───── Items ─────

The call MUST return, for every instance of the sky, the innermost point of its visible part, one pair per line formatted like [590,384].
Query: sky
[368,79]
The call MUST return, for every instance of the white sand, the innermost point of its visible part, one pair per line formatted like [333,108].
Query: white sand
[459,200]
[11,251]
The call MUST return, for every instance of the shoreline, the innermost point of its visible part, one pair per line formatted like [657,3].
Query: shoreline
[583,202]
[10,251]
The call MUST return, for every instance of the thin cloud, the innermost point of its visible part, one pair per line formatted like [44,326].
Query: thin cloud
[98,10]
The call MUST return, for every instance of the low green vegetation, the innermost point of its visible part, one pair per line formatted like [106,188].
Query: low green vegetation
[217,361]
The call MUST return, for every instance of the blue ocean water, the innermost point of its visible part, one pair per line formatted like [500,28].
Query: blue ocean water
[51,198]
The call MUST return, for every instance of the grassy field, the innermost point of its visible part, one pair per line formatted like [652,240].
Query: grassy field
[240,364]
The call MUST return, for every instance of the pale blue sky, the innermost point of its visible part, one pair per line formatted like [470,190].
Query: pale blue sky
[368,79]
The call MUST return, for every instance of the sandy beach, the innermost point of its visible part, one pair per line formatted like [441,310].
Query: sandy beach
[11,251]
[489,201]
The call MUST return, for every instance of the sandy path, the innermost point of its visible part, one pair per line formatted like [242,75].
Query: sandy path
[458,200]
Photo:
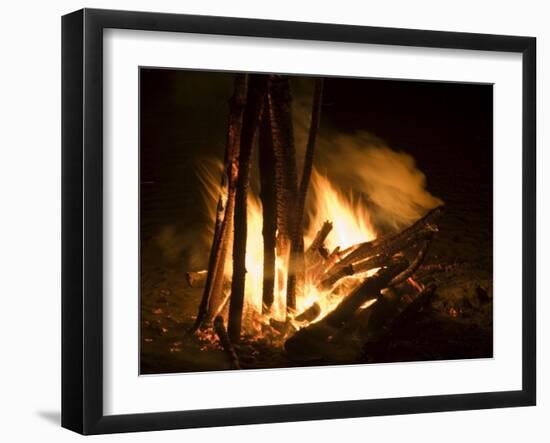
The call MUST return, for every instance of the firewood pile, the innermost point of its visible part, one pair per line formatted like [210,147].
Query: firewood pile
[386,273]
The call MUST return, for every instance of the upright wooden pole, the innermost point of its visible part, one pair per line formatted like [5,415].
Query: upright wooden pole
[212,295]
[296,267]
[268,195]
[251,119]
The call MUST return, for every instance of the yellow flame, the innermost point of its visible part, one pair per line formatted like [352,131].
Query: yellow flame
[351,225]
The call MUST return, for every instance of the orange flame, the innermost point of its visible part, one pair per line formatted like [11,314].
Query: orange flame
[351,225]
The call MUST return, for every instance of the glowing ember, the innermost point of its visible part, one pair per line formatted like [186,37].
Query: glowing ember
[351,226]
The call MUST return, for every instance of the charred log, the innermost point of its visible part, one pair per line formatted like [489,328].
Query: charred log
[308,342]
[251,121]
[213,284]
[309,314]
[378,245]
[279,100]
[296,268]
[414,265]
[196,279]
[219,327]
[374,256]
[268,196]
[316,248]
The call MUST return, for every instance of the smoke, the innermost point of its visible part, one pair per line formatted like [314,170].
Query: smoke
[364,167]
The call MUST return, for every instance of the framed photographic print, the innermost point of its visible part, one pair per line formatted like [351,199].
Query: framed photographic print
[269,221]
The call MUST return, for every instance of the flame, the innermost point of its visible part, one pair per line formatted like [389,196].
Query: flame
[351,225]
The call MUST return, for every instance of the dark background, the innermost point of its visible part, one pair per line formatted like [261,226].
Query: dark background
[446,127]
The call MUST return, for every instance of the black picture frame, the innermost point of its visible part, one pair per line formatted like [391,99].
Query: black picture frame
[82,220]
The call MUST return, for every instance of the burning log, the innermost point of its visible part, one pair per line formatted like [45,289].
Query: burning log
[414,265]
[379,245]
[316,247]
[268,195]
[279,103]
[309,314]
[196,279]
[251,119]
[226,206]
[309,340]
[219,327]
[367,291]
[373,254]
[296,268]
[279,100]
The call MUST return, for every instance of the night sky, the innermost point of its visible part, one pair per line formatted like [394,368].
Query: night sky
[446,127]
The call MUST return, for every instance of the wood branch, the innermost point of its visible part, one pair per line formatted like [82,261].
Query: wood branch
[309,342]
[219,327]
[376,246]
[314,249]
[296,268]
[384,251]
[268,196]
[212,294]
[309,314]
[196,279]
[414,265]
[251,120]
[279,102]
[367,291]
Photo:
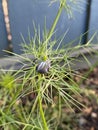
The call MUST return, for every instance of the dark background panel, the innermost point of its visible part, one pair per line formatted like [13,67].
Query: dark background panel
[22,13]
[3,33]
[93,22]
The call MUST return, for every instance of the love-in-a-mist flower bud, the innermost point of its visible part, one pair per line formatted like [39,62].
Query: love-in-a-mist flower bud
[43,67]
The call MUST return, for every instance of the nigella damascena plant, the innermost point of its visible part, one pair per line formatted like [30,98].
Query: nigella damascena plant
[43,67]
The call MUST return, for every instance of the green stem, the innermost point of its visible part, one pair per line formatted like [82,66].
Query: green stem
[56,20]
[41,108]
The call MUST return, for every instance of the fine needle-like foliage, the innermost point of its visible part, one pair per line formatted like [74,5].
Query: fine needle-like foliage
[34,100]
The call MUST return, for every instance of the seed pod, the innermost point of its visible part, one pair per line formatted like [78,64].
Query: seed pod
[43,67]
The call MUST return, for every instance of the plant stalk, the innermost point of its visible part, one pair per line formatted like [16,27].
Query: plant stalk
[40,106]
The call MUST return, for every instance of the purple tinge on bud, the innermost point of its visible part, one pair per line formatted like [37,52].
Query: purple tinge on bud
[43,67]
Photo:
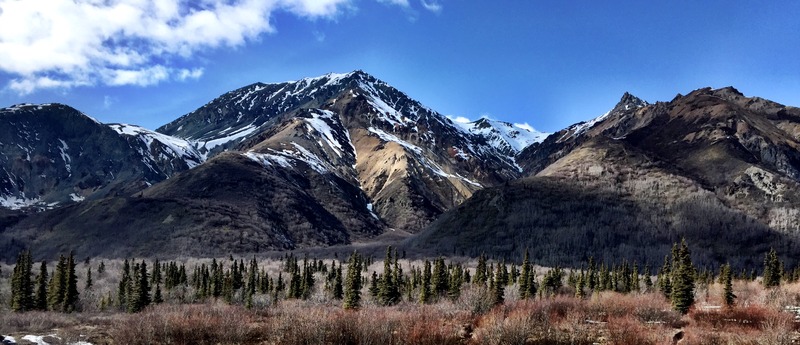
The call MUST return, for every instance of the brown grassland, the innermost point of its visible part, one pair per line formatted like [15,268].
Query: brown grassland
[641,317]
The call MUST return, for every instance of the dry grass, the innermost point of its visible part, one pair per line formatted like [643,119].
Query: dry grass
[604,318]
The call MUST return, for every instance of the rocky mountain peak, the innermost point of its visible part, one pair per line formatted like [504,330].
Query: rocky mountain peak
[629,101]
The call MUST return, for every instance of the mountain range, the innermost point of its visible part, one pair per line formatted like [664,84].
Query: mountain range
[347,158]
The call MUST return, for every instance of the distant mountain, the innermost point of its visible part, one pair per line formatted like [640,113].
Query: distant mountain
[54,155]
[319,161]
[509,139]
[347,158]
[714,166]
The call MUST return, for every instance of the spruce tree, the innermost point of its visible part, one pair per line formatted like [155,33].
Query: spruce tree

─────

_Task to carry out:_ Rewrite every line of the records above as a numbered list. Skip blank lines and leave out the pictures.

_Written solution:_
1. The call MUST return, for every instance of the sky, the innermost point of its visible part, one pair per line formatted like [590,384].
2. Query: sky
3. [368,79]
4. The call MUST return, for every instance of the white sand, the innermost point of its visible part, one pair per line formatted like [333,108].
5. Query: white sand
6. [459,200]
7. [11,251]
8. The call MUST return, for every instance of the shoreline, the innermost point of its visible part, one pair per line formatted like [657,3].
9. Query: shoreline
10. [583,202]
11. [10,251]
12. The call MUST return, for every instance of the thin cloud, the innermost point of its visible part, one pair per line formatted like [44,326].
13. Query: thin cloud
14. [98,10]
15. The call MUST return, for every instance of the low green vegetation, the innermost point of its visible part, one pair per line formatted like [106,188].
16. Query: low green vegetation
17. [217,361]
18. The call MUST return, for every instance of the blue ocean water, the innermost point of its visible part, one pair per line formatted like [500,28].
19. Query: blue ocean water
20. [51,198]
21. The call MUST return, for every instance of the grassy field, the innermost point of its visible part, one pair per line formatted like [652,240].
22. Query: grassy field
23. [240,364]
24. The call MUST return, for every instance of the pale blue sky, the innermost point of its visible part, one pair per line formatted like [470,190].
25. Query: pale blue sky
26. [368,79]
27. The call MUST return, for every instance of the sandy beach, the innermost point of its visible part, one pair per line formatted like [441,310].
28. Query: sandy beach
29. [11,251]
30. [489,201]
31. The call MUST return, for every instance of the sandy path, the innermost point of its visible part, one pair per line formatted like [242,75].
32. Query: sandy path
33. [458,200]
34. Photo:
35. The call MUST return, for every instance of the firewood pile, the innermost point of its visible part, one pair per line formatted like [210,147].
36. Query: firewood pile
37. [386,273]
38. The call MUST return, for every instance of the upright wooden pole, the innermost point of its visible part, one pair per line formatted like [5,415].
39. Query: upright wooden pole
40. [212,295]
41. [296,267]
42. [268,195]
43. [251,119]
44. The call MUST return, for every instance of the yellow flame, the innermost point of its visible part, one pair per line formatted like [352,131].
45. Query: yellow flame
46. [351,225]
47. The call MUST return, for every instance of the orange flame, the innermost point of its visible part, one pair per line formatted like [11,314].
48. Query: orange flame
49. [351,225]
50. The call MUST return, for every instance of the glowing ember, the innermost point of its visible part, one pair per line formatted like [186,37].
51. Query: glowing ember
52. [351,226]
53. The call MUST return, for every instance of the charred log, the innermost point of its visible part, one pair per line formatted like [489,328].
54. Query: charred log
55. [308,342]
56. [251,121]
57. [213,284]
58. [309,314]
59. [378,245]
60. [279,100]
61. [296,268]
62. [414,265]
63. [196,279]
64. [219,327]
65. [374,256]
66. [268,196]
67. [316,248]
68. The call MUST return, for every instance of the smoke, the innermost point of its visible part, one pair per line formatted like [314,170].
69. Query: smoke
70. [364,167]
71. The call MUST return, for every instance of the framed photographic print, the innermost point of its visible part, one pair per line formatted like [351,199].
72. Query: framed photographic print
73. [269,221]
74. The call MUST return, for every instance of the flame, the innermost point of its visible part, one pair per line formatted like [389,196].
75. Query: flame
76. [351,225]
77. The call MUST return, for every instance of the dark background, the innermost point of its visible part, one pair per line formatted like [261,226].
78. Query: dark background
79. [446,127]
80. The call MUST return, for every instance of the black picture frame, the innermost point of its visible part, one pair per line formatted like [391,99].
81. Query: black picture frame
82. [82,220]
83. The call MUST return, for every instance of the burning log, the innermost point of its visible part, one pair per line formatted like [45,289].
84. Query: burning log
85. [414,265]
86. [379,245]
87. [316,247]
88. [268,195]
89. [279,103]
90. [309,314]
91. [196,279]
92. [251,119]
93. [226,206]
94. [309,340]
95. [219,327]
96. [367,291]
97. [373,254]
98. [296,268]
99. [279,100]
100. The call MUST return, for every instance of the night sky, the innermost point of its visible part, one pair per line formatted like [394,368].
101. Query: night sky
102. [446,127]
103. The call MUST return, for every instance of the wood branch, the innermost point of its visible part, one pair per line formatted like [82,261].
104. Query: wood branch
105. [309,342]
106. [219,327]
107. [376,246]
108. [314,249]
109. [296,268]
110. [384,251]
111. [268,196]
112. [212,294]
113. [309,314]
114. [196,279]
115. [414,265]
116. [251,120]
117. [279,102]
118. [367,291]
119. Photo:
120. The call MUST return, for every instance of the dark background panel, the innermost point of its visible part, one pair per line formatted like [13,67].
121. Query: dark background panel
122. [22,13]
123. [3,33]
124. [93,22]
125. The call MUST return, for every instance of the love-in-a-mist flower bud, the innermost point of its visible part, one pair per line formatted like [39,62].
126. Query: love-in-a-mist flower bud
127. [43,67]
128. The call MUST return, for every instance of the nigella damascena plant, the innermost point of its visible part, one pair per line formatted like [30,98].
129. Query: nigella damascena plant
130. [43,67]
131. The call MUST return, for every instance of the green stem, the innermost point of its visible part, one pair per line formatted like [82,66].
132. Query: green stem
133. [56,20]
134. [41,108]
135. The call MUST return, for every instance of the fine needle-like foliage, the innermost point of its visible part, one pair per line formatted like [74,5].
136. Query: fine needle-like foliage
137. [34,100]
138. The call MUST return, for every instance of the seed pod, the innermost point of its visible part, one pair per line formatted like [78,64].
139. Query: seed pod
140. [43,67]
141. The call MUST return, for every instance of the plant stalk, the innermost point of its visible part, one pair per line formatted like [16,27].
142. Query: plant stalk
143. [40,106]
144. The call MUST return, for every instance of the purple tinge on bud, the innermost point of its visible part, one pair per line formatted like [37,52].
145. Query: purple tinge on bud
146. [43,67]
147. Photo:
148. The call MUST return, for every instance of the brown grassland, the innermost point of its visible part, one pair per line formatted like [15,268].
149. Query: brown grassland
150. [641,317]
151. The call MUST return, for every instance of the dry grass, the innermost point of its visible part, one pair per line formatted like [643,119].
152. Query: dry grass
153. [604,318]
154. The call MUST return, for every instance of the rocky mountain peak, the innermost point of its visible part, one pair per line formatted like [504,330].
155. Query: rocky mountain peak
156. [629,101]
157. The call MUST return, for every instance of the mountain range, the innermost point of its visible part, one pair per line formatted like [664,84].
158. Query: mountain range
159. [347,158]
160. The call MUST return, for every instance of the distant mountain, the innermost point of its visible part, one pair per line formatted like [640,113].
161. Query: distant mountain
162. [54,155]
163. [319,161]
164. [509,139]
165. [347,158]
166. [714,166]
167. The call MUST return, for every instance of the spruce tree, the innermost point of its visible part, one pair per line formatted like [155,33].
168. Query: spruce tree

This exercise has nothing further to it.